▶ Directions: Scan the material for "tick". Copy every line it appears in.

▶ Data records:
================================

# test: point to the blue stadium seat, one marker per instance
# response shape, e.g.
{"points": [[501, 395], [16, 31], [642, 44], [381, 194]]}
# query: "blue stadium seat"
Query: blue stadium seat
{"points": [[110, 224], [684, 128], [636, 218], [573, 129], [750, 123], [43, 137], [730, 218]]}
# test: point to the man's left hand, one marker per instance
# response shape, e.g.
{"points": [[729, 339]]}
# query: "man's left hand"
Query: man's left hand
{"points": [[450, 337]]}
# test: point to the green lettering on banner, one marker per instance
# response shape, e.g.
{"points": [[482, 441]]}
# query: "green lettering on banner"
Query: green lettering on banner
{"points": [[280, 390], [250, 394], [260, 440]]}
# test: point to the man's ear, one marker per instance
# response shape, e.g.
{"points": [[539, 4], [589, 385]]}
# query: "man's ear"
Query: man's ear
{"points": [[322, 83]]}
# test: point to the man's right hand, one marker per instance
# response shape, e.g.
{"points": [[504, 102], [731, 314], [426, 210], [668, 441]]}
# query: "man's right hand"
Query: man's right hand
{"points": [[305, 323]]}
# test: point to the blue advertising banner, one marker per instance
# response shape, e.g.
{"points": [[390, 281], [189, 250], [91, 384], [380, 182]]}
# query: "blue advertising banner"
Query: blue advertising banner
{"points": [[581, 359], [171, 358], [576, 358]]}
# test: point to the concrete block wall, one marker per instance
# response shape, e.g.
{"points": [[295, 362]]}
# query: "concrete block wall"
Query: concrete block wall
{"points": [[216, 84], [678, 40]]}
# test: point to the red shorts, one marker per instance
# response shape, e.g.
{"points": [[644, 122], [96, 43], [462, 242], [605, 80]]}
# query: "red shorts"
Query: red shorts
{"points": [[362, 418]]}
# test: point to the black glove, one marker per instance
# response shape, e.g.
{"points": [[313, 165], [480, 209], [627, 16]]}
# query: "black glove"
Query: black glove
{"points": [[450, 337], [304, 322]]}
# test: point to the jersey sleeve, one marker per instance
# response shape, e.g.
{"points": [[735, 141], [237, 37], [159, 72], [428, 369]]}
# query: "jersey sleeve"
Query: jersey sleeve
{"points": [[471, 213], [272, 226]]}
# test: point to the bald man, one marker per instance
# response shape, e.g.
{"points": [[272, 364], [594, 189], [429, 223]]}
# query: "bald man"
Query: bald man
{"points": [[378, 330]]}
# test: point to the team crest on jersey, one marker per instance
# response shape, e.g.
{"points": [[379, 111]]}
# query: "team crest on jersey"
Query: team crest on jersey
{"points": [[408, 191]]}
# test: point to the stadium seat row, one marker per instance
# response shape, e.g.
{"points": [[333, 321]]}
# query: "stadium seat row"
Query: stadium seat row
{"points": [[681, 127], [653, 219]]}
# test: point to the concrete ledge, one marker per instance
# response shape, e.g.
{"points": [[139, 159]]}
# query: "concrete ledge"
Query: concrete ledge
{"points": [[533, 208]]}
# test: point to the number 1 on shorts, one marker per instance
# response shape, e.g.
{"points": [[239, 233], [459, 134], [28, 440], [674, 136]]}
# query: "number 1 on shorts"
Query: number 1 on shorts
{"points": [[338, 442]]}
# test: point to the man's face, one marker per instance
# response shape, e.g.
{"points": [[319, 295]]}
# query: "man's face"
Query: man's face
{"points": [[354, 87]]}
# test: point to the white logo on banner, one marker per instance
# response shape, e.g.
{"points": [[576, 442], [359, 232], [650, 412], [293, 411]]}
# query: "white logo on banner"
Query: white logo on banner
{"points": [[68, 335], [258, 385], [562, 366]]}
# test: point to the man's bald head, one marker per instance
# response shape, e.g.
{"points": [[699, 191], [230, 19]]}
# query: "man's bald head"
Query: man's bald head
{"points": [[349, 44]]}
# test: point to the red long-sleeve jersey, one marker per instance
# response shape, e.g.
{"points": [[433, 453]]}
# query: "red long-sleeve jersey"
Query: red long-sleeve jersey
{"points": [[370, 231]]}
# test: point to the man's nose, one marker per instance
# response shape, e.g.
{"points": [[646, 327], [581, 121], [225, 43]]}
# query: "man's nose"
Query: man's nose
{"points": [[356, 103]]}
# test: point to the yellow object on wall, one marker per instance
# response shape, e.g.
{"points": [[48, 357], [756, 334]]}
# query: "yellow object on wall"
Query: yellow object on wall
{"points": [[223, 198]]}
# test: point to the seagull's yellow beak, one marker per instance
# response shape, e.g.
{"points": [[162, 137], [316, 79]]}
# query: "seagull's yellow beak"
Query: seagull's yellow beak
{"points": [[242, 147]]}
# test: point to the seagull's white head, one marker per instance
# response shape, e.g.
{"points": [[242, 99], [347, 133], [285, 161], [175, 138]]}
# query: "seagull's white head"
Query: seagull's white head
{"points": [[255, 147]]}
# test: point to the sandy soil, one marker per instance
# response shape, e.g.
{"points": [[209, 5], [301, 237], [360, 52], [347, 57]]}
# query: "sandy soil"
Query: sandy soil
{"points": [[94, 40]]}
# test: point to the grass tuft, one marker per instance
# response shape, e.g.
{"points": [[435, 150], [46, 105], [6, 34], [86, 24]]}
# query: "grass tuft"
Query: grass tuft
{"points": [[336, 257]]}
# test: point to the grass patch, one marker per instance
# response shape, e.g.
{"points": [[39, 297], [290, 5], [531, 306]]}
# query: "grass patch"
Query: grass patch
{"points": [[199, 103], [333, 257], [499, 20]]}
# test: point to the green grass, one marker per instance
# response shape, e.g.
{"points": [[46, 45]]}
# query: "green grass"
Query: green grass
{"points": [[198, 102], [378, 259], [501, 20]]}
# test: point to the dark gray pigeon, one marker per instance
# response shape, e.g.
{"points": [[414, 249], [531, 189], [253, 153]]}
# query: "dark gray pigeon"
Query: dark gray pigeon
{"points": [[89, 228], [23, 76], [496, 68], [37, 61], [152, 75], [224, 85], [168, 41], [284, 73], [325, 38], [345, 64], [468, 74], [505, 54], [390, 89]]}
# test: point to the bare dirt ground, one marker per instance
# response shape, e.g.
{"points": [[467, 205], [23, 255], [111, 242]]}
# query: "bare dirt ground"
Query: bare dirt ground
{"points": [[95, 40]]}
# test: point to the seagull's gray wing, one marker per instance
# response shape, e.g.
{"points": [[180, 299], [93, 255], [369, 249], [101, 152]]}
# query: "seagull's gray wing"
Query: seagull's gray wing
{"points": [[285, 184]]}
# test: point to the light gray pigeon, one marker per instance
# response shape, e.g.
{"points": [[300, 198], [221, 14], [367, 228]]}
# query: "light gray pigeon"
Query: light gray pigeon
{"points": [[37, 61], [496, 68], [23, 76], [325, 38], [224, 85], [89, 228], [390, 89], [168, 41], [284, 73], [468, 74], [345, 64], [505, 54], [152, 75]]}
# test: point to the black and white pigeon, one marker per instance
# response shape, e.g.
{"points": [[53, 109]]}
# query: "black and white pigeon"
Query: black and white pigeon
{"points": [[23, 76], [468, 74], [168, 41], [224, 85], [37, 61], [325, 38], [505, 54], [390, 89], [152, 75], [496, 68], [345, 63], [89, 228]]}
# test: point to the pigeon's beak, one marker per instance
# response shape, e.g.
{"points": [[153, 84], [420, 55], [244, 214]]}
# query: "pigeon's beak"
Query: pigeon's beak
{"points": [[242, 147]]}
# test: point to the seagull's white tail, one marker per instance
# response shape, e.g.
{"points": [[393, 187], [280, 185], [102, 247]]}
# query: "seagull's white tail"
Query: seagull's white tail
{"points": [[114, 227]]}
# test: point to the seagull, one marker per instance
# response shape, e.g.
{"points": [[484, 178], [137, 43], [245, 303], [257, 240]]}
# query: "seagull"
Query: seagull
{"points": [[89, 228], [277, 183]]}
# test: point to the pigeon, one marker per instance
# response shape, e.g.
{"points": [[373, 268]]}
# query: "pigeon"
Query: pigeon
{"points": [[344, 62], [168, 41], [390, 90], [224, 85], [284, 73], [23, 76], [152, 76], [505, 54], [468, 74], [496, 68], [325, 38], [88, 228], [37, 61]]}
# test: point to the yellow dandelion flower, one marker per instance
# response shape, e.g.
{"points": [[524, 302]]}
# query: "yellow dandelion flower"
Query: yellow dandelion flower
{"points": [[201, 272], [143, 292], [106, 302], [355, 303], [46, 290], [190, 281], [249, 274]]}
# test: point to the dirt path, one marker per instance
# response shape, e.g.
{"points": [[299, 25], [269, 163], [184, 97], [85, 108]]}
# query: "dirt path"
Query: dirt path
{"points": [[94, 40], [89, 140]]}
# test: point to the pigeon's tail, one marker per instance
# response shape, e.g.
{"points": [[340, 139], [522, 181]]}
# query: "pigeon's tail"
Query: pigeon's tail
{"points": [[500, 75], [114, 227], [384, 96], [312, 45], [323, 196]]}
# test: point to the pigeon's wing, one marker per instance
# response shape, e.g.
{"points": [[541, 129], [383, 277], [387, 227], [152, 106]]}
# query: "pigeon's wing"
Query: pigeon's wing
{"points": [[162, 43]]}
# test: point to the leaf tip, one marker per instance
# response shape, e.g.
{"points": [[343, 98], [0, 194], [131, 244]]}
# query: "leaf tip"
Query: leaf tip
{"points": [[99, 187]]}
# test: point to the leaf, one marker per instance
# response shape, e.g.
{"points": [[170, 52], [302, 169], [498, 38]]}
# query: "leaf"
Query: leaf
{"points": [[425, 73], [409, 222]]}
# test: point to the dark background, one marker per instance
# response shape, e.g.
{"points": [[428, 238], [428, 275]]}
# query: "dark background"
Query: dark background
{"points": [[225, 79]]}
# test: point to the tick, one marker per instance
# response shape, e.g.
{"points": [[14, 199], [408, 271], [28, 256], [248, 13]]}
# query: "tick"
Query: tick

================================

▶ Exercise answer:
# test: point to the tick, one marker per instance
# query: "tick"
Query: tick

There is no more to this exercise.